Natural-language object grounding data:
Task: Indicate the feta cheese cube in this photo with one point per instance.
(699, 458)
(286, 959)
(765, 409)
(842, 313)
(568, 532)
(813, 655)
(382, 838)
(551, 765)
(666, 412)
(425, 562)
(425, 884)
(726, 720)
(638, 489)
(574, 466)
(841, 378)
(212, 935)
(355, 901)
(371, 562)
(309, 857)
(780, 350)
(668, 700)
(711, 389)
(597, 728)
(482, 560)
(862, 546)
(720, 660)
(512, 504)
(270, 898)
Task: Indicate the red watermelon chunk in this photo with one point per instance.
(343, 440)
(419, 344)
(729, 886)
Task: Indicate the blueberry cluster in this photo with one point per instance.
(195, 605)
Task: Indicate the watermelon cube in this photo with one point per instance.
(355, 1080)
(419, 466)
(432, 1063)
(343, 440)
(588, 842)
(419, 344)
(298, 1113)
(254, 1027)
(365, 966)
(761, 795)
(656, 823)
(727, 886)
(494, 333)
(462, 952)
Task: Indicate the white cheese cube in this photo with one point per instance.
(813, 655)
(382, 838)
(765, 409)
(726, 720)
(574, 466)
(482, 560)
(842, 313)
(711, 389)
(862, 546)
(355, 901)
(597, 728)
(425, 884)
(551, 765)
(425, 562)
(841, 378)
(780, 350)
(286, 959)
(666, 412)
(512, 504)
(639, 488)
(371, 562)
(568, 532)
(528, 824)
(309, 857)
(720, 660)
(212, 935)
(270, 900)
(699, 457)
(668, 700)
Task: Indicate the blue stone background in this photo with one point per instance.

Prompt:
Each entry above has to be transcribed exactly as it appears.

Solution to this exercise:
Task: Indicate the feta cheese cube in this photo with one point per instance.
(699, 458)
(286, 959)
(765, 409)
(842, 313)
(568, 532)
(813, 655)
(382, 838)
(551, 765)
(666, 412)
(425, 562)
(425, 884)
(726, 720)
(638, 489)
(574, 466)
(841, 378)
(212, 935)
(355, 901)
(371, 562)
(309, 857)
(780, 350)
(668, 700)
(711, 389)
(597, 728)
(482, 560)
(862, 546)
(720, 660)
(512, 504)
(270, 898)
Task: Indicate the red watermelon chunk in this photo with one point per instance.
(343, 440)
(419, 344)
(729, 886)
Task: Indicate the blueberry cluster in this photo with one point per instance.
(195, 605)
Task: Indicate the watermelon cube in this photo with one point per instance.
(355, 1080)
(419, 466)
(432, 1063)
(343, 440)
(588, 842)
(419, 344)
(298, 1113)
(254, 1027)
(365, 966)
(761, 795)
(656, 823)
(727, 886)
(494, 333)
(462, 952)
Task: Indicate the white cheese cube in this photo with one point per instance.
(813, 655)
(382, 838)
(765, 409)
(726, 720)
(574, 466)
(482, 560)
(842, 313)
(711, 389)
(862, 546)
(355, 901)
(597, 728)
(425, 884)
(551, 765)
(425, 562)
(841, 378)
(780, 350)
(286, 959)
(666, 412)
(512, 504)
(639, 488)
(371, 562)
(568, 532)
(528, 824)
(309, 857)
(720, 660)
(212, 935)
(270, 900)
(699, 457)
(668, 700)
Task: Indicate the blue stone background in this photo with one point per instance.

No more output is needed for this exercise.